::: Task inputs

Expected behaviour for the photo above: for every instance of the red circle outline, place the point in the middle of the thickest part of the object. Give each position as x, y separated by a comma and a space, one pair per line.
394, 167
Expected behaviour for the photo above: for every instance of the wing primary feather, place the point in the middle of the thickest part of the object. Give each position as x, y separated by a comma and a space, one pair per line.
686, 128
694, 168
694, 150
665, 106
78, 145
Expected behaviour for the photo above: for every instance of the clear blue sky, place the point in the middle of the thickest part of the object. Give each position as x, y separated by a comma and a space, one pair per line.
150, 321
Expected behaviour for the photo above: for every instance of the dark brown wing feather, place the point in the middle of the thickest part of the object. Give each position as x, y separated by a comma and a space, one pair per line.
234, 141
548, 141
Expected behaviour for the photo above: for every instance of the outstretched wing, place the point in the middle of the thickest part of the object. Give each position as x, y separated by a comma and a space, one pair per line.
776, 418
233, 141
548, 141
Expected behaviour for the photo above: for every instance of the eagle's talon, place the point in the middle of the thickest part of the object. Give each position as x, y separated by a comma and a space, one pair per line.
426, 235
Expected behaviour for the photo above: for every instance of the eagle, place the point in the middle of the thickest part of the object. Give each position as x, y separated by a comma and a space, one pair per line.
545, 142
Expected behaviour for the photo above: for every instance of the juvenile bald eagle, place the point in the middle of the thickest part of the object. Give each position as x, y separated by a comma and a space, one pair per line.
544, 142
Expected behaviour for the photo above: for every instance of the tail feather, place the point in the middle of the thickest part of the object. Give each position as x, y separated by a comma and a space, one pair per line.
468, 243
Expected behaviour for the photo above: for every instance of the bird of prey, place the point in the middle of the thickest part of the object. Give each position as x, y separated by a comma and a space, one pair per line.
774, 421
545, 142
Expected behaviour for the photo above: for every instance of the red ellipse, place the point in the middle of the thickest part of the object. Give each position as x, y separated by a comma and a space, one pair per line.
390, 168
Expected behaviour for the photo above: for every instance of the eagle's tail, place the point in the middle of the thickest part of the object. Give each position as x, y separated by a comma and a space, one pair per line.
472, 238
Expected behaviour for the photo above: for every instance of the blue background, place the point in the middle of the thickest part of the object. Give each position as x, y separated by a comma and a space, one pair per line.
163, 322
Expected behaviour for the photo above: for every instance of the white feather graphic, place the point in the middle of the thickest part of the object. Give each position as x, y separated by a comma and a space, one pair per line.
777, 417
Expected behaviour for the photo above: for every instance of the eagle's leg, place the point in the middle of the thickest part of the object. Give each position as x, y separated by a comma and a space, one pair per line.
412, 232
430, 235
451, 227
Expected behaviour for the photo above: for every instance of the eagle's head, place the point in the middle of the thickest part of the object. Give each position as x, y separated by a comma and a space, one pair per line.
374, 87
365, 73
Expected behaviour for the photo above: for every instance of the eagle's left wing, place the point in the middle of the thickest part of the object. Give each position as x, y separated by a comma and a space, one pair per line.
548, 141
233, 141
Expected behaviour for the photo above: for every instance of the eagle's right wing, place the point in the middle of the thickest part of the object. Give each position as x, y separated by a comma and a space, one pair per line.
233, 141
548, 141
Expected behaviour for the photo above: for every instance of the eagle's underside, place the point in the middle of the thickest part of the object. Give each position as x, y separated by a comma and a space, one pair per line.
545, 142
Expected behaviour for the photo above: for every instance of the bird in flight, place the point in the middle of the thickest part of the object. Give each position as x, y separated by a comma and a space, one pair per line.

::::::

Rewrite everything from the line containing "eagle's leg, place" down to the end of the items, keeping the requests, and shift every coordinate in the answers by adding -123 to it.

### Response below
Expected behaviour for the photo above: for every instance of the eagle's leg, place the point in the middle of the thickest part of the object. Give each position as x, y separated by a comma and a space, one pair per line.
289, 109
307, 112
328, 104
Expected behaviour for the photo above: for every instance of the eagle's head, place the point in the middle of the thickest part of the object. Give each position as x, y separated by a comma and a space, one pair per line.
251, -36
242, -50
Expected behaviour for the photo above: for every instance of the eagle's left wing, place the point in the middle of the thickest part of the object. Give each position as x, y separated by a comma and a space, one pair per line.
425, 18
110, 18
Expected behaviour for the photo above: for every instance of the eagle's right wing, place the point in the middle of the thickest part of the object. Give each position as x, y separated by a comma and a space, one pair per line.
110, 18
425, 18
Expected behaviour for the photo above: for every instance of the eagle's underside, place the point in the middle of the thickest part of the object. Give each position as x, y separated by a comma and a space, one pair per line.
422, 19
Expected behaviour for the photo above: for every instance of the bird in flight, place the point in the middle of the thickest part of the object. Give each position as x, y separated by a comma and a space, one pair per line.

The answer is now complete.